[Part of a data file]
• • • • •

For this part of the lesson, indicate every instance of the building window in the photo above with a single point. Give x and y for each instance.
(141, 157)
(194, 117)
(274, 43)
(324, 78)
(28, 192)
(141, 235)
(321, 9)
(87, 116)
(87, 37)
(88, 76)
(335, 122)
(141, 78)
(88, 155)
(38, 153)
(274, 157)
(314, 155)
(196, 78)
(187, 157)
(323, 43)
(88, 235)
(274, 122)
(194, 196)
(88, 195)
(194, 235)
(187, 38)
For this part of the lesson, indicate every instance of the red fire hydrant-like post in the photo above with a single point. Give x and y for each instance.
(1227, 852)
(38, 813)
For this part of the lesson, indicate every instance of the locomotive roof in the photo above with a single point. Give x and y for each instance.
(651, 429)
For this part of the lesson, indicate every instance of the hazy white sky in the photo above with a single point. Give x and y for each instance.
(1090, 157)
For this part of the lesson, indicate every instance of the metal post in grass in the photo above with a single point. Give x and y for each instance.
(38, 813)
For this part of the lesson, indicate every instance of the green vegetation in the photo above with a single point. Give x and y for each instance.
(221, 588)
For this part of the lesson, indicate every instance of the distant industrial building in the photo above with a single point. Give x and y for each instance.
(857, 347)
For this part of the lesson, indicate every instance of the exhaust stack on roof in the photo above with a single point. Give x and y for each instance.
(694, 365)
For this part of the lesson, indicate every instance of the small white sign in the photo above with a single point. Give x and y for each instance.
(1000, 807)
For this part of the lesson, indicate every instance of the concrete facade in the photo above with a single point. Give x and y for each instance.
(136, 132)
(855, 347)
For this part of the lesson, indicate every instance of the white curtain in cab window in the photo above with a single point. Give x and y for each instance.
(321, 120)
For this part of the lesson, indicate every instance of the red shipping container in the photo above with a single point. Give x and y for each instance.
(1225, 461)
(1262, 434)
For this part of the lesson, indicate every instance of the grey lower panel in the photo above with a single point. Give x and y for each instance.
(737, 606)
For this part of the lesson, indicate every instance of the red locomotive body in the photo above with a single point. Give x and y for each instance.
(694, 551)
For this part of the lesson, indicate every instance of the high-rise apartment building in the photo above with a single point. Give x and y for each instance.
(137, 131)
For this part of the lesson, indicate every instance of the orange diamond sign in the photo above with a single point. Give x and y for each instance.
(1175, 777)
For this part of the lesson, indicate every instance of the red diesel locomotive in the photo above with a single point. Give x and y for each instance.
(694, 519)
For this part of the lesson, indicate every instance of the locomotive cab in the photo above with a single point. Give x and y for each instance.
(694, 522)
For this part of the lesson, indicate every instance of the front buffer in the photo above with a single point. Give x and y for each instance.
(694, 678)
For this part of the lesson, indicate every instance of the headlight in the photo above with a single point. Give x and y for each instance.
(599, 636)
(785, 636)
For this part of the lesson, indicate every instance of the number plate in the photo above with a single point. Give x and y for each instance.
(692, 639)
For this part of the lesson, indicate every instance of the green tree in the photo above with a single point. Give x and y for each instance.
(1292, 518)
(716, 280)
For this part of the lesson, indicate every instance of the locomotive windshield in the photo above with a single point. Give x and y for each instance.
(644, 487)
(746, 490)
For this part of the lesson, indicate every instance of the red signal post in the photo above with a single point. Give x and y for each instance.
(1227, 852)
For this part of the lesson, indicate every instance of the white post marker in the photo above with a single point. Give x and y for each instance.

• • • • •

--- TASK TO COMPLETE ---
Repeat the lines from the one with "of the exhaust" through the one with "(1262, 434)", keeping both of those lines.

--- FINISHED TASK ---
For this part of the lesson, indicate every instance of the exhaust stack on roof in the photo above with a single point. Give x and y for each instance.
(694, 365)
For this part of the lesson, indicate every instance of the small white sign in the photo above with a single point. Give x and y for each instance.
(1000, 807)
For this part of the lesson, indicate every instance of the concrete facade in the photo above with a single point. Give x and y for each instance.
(136, 132)
(855, 347)
For this part of the lesson, indicate every instance of the white curtain in cab window in the photo above with a single point. Give x and y for each instance.
(321, 120)
For this part of the lesson, indicate every instance of the red shipping container in the photo above with a single point. Give x and y for each instance.
(1225, 461)
(1262, 434)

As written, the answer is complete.